▽

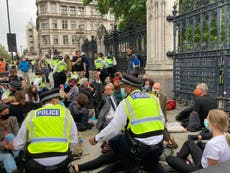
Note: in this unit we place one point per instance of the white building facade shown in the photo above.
(32, 39)
(65, 24)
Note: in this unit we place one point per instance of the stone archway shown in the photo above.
(159, 41)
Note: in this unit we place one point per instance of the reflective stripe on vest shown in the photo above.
(143, 112)
(61, 66)
(109, 60)
(98, 63)
(48, 130)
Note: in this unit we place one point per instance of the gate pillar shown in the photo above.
(159, 41)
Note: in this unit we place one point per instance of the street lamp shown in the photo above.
(8, 16)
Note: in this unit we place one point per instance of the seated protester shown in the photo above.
(107, 107)
(32, 95)
(13, 76)
(48, 134)
(71, 96)
(157, 91)
(217, 150)
(39, 83)
(96, 87)
(80, 113)
(8, 95)
(203, 103)
(19, 108)
(8, 131)
(148, 86)
(84, 87)
(117, 91)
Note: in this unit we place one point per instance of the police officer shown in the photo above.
(141, 118)
(111, 61)
(48, 134)
(101, 66)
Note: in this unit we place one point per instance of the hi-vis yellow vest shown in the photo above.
(49, 130)
(109, 61)
(98, 63)
(143, 112)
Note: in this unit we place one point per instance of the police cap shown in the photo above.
(53, 93)
(15, 84)
(3, 106)
(130, 80)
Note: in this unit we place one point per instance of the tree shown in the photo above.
(126, 11)
(4, 53)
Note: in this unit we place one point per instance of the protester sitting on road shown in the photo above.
(8, 131)
(157, 91)
(8, 95)
(19, 108)
(148, 85)
(203, 103)
(32, 95)
(217, 150)
(14, 76)
(80, 113)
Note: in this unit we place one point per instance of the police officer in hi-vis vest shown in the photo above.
(48, 133)
(140, 118)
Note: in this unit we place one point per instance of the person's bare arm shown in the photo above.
(212, 162)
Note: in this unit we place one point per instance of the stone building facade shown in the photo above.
(65, 24)
(32, 38)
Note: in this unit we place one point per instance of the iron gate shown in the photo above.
(117, 42)
(201, 48)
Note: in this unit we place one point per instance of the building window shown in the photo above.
(94, 26)
(80, 11)
(53, 8)
(64, 24)
(54, 24)
(45, 39)
(55, 40)
(74, 39)
(81, 26)
(63, 10)
(73, 25)
(65, 39)
(45, 24)
(43, 8)
(72, 11)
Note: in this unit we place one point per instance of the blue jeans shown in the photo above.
(7, 158)
(149, 158)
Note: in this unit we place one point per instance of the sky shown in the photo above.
(21, 12)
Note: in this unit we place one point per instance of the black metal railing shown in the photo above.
(201, 48)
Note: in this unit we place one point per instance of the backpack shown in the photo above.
(171, 104)
(141, 60)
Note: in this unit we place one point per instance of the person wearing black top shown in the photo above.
(78, 65)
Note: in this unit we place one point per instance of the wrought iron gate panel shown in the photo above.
(119, 41)
(201, 48)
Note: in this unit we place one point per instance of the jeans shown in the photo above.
(8, 158)
(179, 162)
(144, 155)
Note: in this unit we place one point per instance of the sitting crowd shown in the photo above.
(104, 98)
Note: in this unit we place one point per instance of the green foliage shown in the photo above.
(126, 11)
(4, 53)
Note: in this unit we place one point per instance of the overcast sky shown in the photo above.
(21, 12)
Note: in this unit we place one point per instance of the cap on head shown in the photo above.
(130, 80)
(3, 106)
(15, 84)
(53, 93)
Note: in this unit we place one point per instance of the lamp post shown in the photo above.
(8, 16)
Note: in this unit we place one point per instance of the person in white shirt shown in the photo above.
(217, 149)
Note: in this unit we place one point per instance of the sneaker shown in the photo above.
(192, 137)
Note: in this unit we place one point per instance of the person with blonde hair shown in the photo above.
(217, 149)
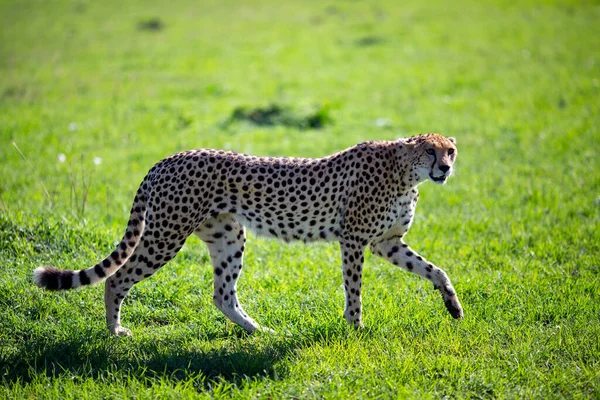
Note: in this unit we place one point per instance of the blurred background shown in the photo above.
(107, 89)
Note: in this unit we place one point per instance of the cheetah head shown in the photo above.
(433, 156)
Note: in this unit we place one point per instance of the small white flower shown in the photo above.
(383, 122)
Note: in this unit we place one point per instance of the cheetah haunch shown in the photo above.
(364, 195)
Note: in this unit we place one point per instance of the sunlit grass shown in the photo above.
(93, 94)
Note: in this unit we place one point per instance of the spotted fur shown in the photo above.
(364, 195)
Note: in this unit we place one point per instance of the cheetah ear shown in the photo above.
(406, 143)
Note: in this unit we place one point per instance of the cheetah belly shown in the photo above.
(305, 227)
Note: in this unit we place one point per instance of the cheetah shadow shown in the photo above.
(97, 356)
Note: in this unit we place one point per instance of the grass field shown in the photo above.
(92, 94)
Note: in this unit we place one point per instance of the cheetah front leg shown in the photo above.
(352, 263)
(225, 239)
(398, 253)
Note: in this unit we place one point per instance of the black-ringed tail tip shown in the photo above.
(58, 279)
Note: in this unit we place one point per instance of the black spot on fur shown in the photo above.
(83, 278)
(99, 271)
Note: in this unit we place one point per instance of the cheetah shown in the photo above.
(362, 196)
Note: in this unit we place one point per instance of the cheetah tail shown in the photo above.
(56, 279)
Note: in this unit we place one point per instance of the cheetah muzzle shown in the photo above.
(363, 196)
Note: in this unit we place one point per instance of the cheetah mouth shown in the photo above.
(438, 179)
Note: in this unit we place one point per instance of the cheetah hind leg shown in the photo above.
(225, 239)
(150, 255)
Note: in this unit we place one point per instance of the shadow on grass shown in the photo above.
(98, 357)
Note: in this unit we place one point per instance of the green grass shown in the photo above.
(517, 228)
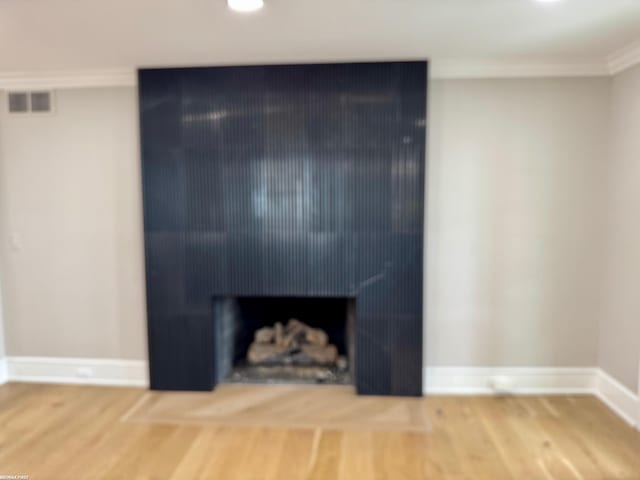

△

Your objective
Lay out every line of the listing above as a Markdown table with two columns, Row and Line, numbering the rows and skipping blank lines. Leave the pictures out.

Full answer
| Row | Line |
|---|---|
| 1 | Note: in this unit we place one point per instance of the white building facade shown in the photo above. |
| 2 | (32, 39) |
| 3 | (65, 24) |
| 4 | Note: in this unit we place one point per instance of the stone archway shown in the photo above. |
| 5 | (159, 41) |
| 6 | Note: in this unit we place one point per instance of the reflective stripe on vest shown in the photo above. |
| 7 | (143, 112) |
| 8 | (61, 66) |
| 9 | (109, 60) |
| 10 | (98, 63) |
| 11 | (48, 130) |
| 12 | Note: in this unit we place one point per instance of the gate pillar shown in the photo above. |
| 13 | (159, 41) |
| 14 | Note: in this unit we place one point per instance of the street lamp shown in the photo above. |
| 15 | (8, 16) |
| 16 | Note: in this unit we place one point per instance of the seated protester shown in the photo above. |
| 17 | (107, 107) |
| 18 | (32, 95) |
| 19 | (13, 76) |
| 20 | (48, 134) |
| 21 | (71, 96) |
| 22 | (157, 91) |
| 23 | (217, 150) |
| 24 | (39, 83) |
| 25 | (96, 87) |
| 26 | (80, 113) |
| 27 | (8, 95) |
| 28 | (203, 103) |
| 29 | (19, 108) |
| 30 | (8, 131) |
| 31 | (148, 86) |
| 32 | (84, 87) |
| 33 | (117, 91) |
| 34 | Note: in this unit we place one point per instance of the police officer shown in the photo above. |
| 35 | (141, 118) |
| 36 | (111, 61) |
| 37 | (48, 134) |
| 38 | (101, 66) |
| 39 | Note: in this unit we place one point per instance of the hi-vis yellow vest shown in the photo above. |
| 40 | (49, 130) |
| 41 | (109, 61) |
| 42 | (98, 63) |
| 43 | (143, 112) |
| 44 | Note: in this unit we place one point per instance of the police cap shown in the photo above. |
| 45 | (53, 93) |
| 46 | (15, 84) |
| 47 | (3, 106) |
| 48 | (130, 80) |
| 49 | Note: in this unit we place one point per instance of the tree shown in the photo above. |
| 50 | (126, 11) |
| 51 | (4, 53) |
| 52 | Note: in this unit we place one point per instance of the protester sitting on road shown in the photo above. |
| 53 | (8, 131) |
| 54 | (157, 91) |
| 55 | (8, 95) |
| 56 | (19, 108) |
| 57 | (148, 85) |
| 58 | (203, 103) |
| 59 | (32, 95) |
| 60 | (217, 150) |
| 61 | (14, 76) |
| 62 | (80, 113) |
| 63 | Note: in this unit we place one point per instance of the police officer in hi-vis vest shown in the photo above. |
| 64 | (48, 133) |
| 65 | (140, 118) |
| 66 | Note: in this unit we place one point per instance of the person's bare arm shown in the photo above. |
| 67 | (212, 162) |
| 68 | Note: in this unit we place one point per instance of the stone building facade shown in the photo above. |
| 69 | (65, 24) |
| 70 | (32, 38) |
| 71 | Note: in this unit we place one point per instance of the iron gate shown in the photo above. |
| 72 | (117, 42) |
| 73 | (201, 48) |
| 74 | Note: in this unit we place one point per instance of the building window shown in the photo above. |
| 75 | (94, 26) |
| 76 | (80, 11) |
| 77 | (53, 8) |
| 78 | (64, 24) |
| 79 | (54, 24) |
| 80 | (45, 39) |
| 81 | (55, 40) |
| 82 | (74, 39) |
| 83 | (81, 26) |
| 84 | (63, 10) |
| 85 | (73, 25) |
| 86 | (65, 39) |
| 87 | (45, 24) |
| 88 | (43, 8) |
| 89 | (72, 11) |
| 90 | Note: in this unit we place one point per instance of the blue jeans shown in the photo above. |
| 91 | (7, 158) |
| 92 | (149, 158) |
| 93 | Note: in this unit we place one point per instance of the sky shown in the photo above. |
| 94 | (21, 12) |
| 95 | Note: in this unit we place one point per instance of the black metal railing shown in the photo above. |
| 96 | (201, 48) |
| 97 | Note: in this unit we place one point per instance of the backpack shown in the photo above. |
| 98 | (171, 104) |
| 99 | (141, 60) |
| 100 | Note: in this unit we place one point per instance of the person wearing black top shown in the photo above. |
| 101 | (78, 65) |
| 102 | Note: in this unit we place one point per instance of the wrought iron gate panel shown in the photo above. |
| 103 | (119, 41) |
| 104 | (201, 48) |
| 105 | Note: in this unit we place one point per instance of the jeans shown in the photo above. |
| 106 | (8, 158) |
| 107 | (179, 162) |
| 108 | (144, 155) |
| 109 | Note: in this unit we place one point per instance of the sitting crowd shown in the photo above. |
| 110 | (104, 98) |
| 111 | Note: in this unit we place one point per instance of the green foliage shown in the photo above. |
| 112 | (126, 11) |
| 113 | (4, 53) |
| 114 | Note: in this unit we place one point per instance of the overcast sky shown in the photo above. |
| 115 | (21, 12) |
| 116 | Note: in this unit we place one point per instance of the cap on head shown in the photo above. |
| 117 | (130, 80) |
| 118 | (3, 106) |
| 119 | (15, 84) |
| 120 | (53, 93) |
| 121 | Note: in this unit we place one point per instance of the lamp post shown in the photo above. |
| 122 | (8, 16) |
| 123 | Note: in this unit we place one point per instance of the person in white shirt shown in the photo above. |
| 124 | (217, 149) |
| 125 | Note: in this unit we place one point per instance of the sneaker shown in the photo above. |
| 126 | (192, 137) |
| 127 | Note: in this unit we place one point per instance of the person with blonde hair shown in the photo above. |
| 128 | (217, 149) |
| 129 | Note: in this unit we place one point per instance of the blurred background shown in the photo above. |
| 130 | (107, 89) |
| 131 | Note: in this unit we place one point per instance of the cheetah head shown in the photo above. |
| 132 | (433, 156) |
| 133 | Note: in this unit we place one point per instance of the small white flower shown in the photo above. |
| 134 | (383, 122) |
| 135 | Note: in this unit we place one point per instance of the cheetah haunch shown in the photo above. |
| 136 | (364, 195) |
| 137 | Note: in this unit we place one point per instance of the sunlit grass shown in the photo above. |
| 138 | (93, 94) |
| 139 | Note: in this unit we place one point per instance of the spotted fur shown in the photo above. |
| 140 | (364, 195) |
| 141 | Note: in this unit we place one point per instance of the cheetah ear shown in the photo above. |
| 142 | (406, 143) |
| 143 | Note: in this unit we place one point per instance of the cheetah belly shown in the photo above. |
| 144 | (305, 227) |
| 145 | Note: in this unit we place one point per instance of the cheetah shadow shown in the photo above. |
| 146 | (97, 356) |
| 147 | Note: in this unit we place one point per instance of the grass field shown in the photo above. |
| 148 | (92, 94) |
| 149 | Note: in this unit we place one point per instance of the cheetah front leg shown in the photo above. |
| 150 | (352, 263) |
| 151 | (225, 239) |
| 152 | (398, 253) |
| 153 | Note: in this unit we place one point per instance of the black-ringed tail tip shown in the photo above. |
| 154 | (58, 279) |
| 155 | Note: in this unit we place one point per instance of the black spot on fur shown in the photo above. |
| 156 | (83, 278) |
| 157 | (99, 271) |
| 158 | Note: in this unit we place one point per instance of the cheetah shown in the photo above. |
| 159 | (362, 196) |
| 160 | Note: in this unit we place one point per instance of the cheetah tail shown in the photo above. |
| 161 | (56, 279) |
| 162 | Note: in this unit we place one point per instance of the cheetah muzzle shown in the photo above. |
| 163 | (363, 196) |
| 164 | Note: in this unit we place one point per instance of the cheetah mouth shown in the photo above. |
| 165 | (438, 179) |
| 166 | Note: in this unit we place one point per instance of the cheetah hind leg shown in the photo above. |
| 167 | (225, 239) |
| 168 | (150, 255) |
| 169 | Note: in this unit we place one point per instance of the shadow on grass shown in the photo above. |
| 170 | (98, 357) |
| 171 | Note: in this unit we place one point per instance of the green grass shown in the photo above. |
| 172 | (517, 228) |